__Task details__. Retype the listing that follows, exactly as written.

__Supplied records__.
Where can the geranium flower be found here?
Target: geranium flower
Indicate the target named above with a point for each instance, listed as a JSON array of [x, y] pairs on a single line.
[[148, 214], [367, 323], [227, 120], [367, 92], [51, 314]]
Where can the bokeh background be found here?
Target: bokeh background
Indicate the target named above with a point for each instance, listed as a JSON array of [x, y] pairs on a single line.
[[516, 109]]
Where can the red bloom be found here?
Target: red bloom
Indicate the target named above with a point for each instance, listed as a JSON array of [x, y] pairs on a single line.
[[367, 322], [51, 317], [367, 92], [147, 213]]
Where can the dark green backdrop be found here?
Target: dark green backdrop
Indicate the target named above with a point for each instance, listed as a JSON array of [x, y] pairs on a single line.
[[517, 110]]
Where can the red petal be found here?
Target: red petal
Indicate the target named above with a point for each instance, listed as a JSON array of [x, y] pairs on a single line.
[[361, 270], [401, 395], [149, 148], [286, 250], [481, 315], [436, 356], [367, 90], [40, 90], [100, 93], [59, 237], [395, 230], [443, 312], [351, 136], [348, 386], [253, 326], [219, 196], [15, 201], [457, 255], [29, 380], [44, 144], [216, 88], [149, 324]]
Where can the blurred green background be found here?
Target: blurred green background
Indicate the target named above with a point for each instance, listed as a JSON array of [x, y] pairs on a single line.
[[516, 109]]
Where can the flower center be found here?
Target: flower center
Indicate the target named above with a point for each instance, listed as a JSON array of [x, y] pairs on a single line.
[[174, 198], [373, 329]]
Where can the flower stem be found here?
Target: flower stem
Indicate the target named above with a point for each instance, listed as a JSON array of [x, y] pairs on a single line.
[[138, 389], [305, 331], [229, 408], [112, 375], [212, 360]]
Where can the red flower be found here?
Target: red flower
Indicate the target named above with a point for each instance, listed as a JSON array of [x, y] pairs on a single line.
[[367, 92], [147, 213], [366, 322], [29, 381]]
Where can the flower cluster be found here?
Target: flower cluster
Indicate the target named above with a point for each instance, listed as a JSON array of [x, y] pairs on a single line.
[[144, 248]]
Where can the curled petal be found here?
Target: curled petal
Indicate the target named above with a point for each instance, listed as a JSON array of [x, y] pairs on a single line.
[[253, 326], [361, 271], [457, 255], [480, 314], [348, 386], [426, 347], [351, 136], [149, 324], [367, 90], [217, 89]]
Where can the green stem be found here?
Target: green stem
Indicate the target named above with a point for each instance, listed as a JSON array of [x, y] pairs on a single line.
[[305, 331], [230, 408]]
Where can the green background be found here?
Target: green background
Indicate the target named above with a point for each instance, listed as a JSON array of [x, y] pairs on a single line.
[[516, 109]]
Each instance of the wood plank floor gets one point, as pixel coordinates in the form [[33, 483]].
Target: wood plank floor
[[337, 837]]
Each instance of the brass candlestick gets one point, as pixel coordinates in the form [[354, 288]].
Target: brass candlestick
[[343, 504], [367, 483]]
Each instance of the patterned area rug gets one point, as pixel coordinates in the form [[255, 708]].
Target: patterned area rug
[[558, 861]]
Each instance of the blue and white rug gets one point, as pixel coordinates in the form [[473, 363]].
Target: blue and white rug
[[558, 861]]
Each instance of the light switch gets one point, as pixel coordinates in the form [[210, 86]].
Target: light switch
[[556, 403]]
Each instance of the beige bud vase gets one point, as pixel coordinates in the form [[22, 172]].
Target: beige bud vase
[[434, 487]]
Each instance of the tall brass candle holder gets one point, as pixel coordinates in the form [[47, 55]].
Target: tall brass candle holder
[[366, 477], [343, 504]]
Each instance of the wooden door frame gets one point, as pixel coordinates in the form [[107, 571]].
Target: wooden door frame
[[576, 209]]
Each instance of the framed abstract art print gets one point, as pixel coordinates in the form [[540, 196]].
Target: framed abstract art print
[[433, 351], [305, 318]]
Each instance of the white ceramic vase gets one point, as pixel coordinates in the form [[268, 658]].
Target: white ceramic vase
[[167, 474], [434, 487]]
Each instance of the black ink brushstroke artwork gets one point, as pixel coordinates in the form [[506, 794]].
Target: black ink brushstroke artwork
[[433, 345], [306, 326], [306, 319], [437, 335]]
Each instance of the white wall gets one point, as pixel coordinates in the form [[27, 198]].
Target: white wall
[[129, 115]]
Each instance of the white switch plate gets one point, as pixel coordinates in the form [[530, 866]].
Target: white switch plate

__Solution for this exercise__.
Where can the geranium flower be found here?
Target: geranium flower
Indicate the target named above with a point for each instance, listed as a JSON array of [x, y] pairs on a single line.
[[148, 214], [367, 323], [227, 120], [367, 92], [51, 314]]
Where can the bokeh background be found here?
Target: bokeh background
Indicate the target named above with a point for each instance, listed as a JSON array of [x, y] pairs on a single line.
[[516, 109]]
Where can the red bloom be found here?
Target: red bloom
Indicate the target named above with a point for each instance, listed as a JSON array of [x, y] pairs on a single line.
[[367, 322], [51, 317], [367, 92], [147, 213]]
Where can the dark green backdrop be found here?
Target: dark green backdrop
Indicate the target named above with a point for each instance, listed as a JSON array of [x, y] pairs on a single line.
[[517, 110]]
Where can the red petal be found here?
Target: red petal
Indicate the target named above with a point for each instance, listed as a JSON array of [x, y] pairs on a single line.
[[361, 270], [401, 395], [149, 148], [286, 250], [481, 315], [436, 356], [367, 90], [40, 90], [100, 93], [59, 237], [395, 230], [443, 312], [351, 136], [348, 386], [253, 326], [219, 196], [15, 201], [457, 255], [29, 380], [44, 144], [216, 88], [149, 324]]
Where can the blurred green background be found here?
Target: blurred green background
Indicate the target named above with a point for each instance, listed as a JSON array of [x, y] pairs on a single line.
[[516, 109]]
Where can the flower center be found here?
Target: flower center
Indicate the target named above with a point for each instance, listed as a JSON array of [x, y] pairs on a single line.
[[174, 198], [373, 329]]
Where can the flower stem be found here?
Target: flower stem
Indicate the target named above with a point for each instance, listed as a JSON array of [x, y] pairs on a single line.
[[138, 389], [305, 331], [229, 408], [112, 375], [212, 360]]
Where can the red flower be found here?
Target: red flower
Indicate the target named above with a point for each instance, listed as a JSON array of [x, y] pairs on a single line.
[[367, 92], [147, 213], [366, 322], [29, 381]]
Where can the flower cluster be found here?
Target: flower cluster
Indicate the target named above with a point for each instance, listed as a JSON array of [x, y] pairs on a single line.
[[144, 248]]
Where can the curled petal be found here?
Target: curled petal
Indicate the target named above with a point for each instance, listed as a JSON array of [x, y] pairs on a single line.
[[253, 326], [361, 271], [457, 255], [480, 314], [348, 386], [426, 347], [351, 136], [149, 324], [367, 90], [217, 89]]
Where can the green stem be found here?
Target: green stem
Indicate the target named above with a point for each instance, listed as a JSON array of [x, y] pairs on a single line.
[[305, 331], [230, 408]]
Where can the green background be found here?
Target: green background
Indicate the target named above with a point for each instance, listed as a JSON array of [x, y] pairs on a single line.
[[516, 109]]
Each instance of the wood plank floor gets one point, as pixel coordinates in the form [[33, 483]].
Target: wood plank floor
[[337, 837]]
Each instance of the brass candlestick gets one point, as pixel coordinates in the form [[354, 288]].
Target: brass candlestick
[[343, 504], [367, 483]]
Each instance of the patterned area rug gets one point, as pixel coordinates in the form [[255, 708]].
Target: patterned area rug
[[558, 861]]
Each instance of the blue and white rug gets one point, as pixel coordinates in the form [[473, 363]].
Target: blue and white rug
[[558, 861]]
Each instance of the light switch gets one point, as pixel coordinates in the form [[210, 86]].
Target: light switch
[[556, 403]]
Each instance of the beige bud vase gets one point, as pixel coordinates in the form [[22, 172]].
Target: beige bud vase
[[434, 487]]
Each instance of the tall brass candle holder gets one point, as pixel coordinates in the form [[47, 55]].
Target: tall brass candle holder
[[366, 477], [343, 504]]
Each instance of the wooden door frame gets one point, as pixel coordinates in the form [[107, 571]].
Target: wooden door frame
[[576, 209]]
Each instance of the framed abstract art print gets one point, as pixel coordinates in the form [[540, 196]].
Target: framed abstract art print
[[433, 351], [305, 318]]
Each instance of the white ceramic vase gets one point, as pixel coordinates in the form [[268, 658]].
Target: white ceramic vase
[[167, 474], [434, 487]]
Each instance of the black ink brushstroke artwork gets one point, as pixel coordinates in the form [[506, 794]].
Target: black ink brushstroke artwork
[[433, 345], [306, 326], [306, 319], [437, 335]]
Each instance of the white wall gets one point, as pixel coordinates in the form [[27, 198]].
Target: white wall
[[129, 115]]
Each instance of the white switch plate gets one point, as pixel coordinates in the form [[530, 866]].
Target: white switch plate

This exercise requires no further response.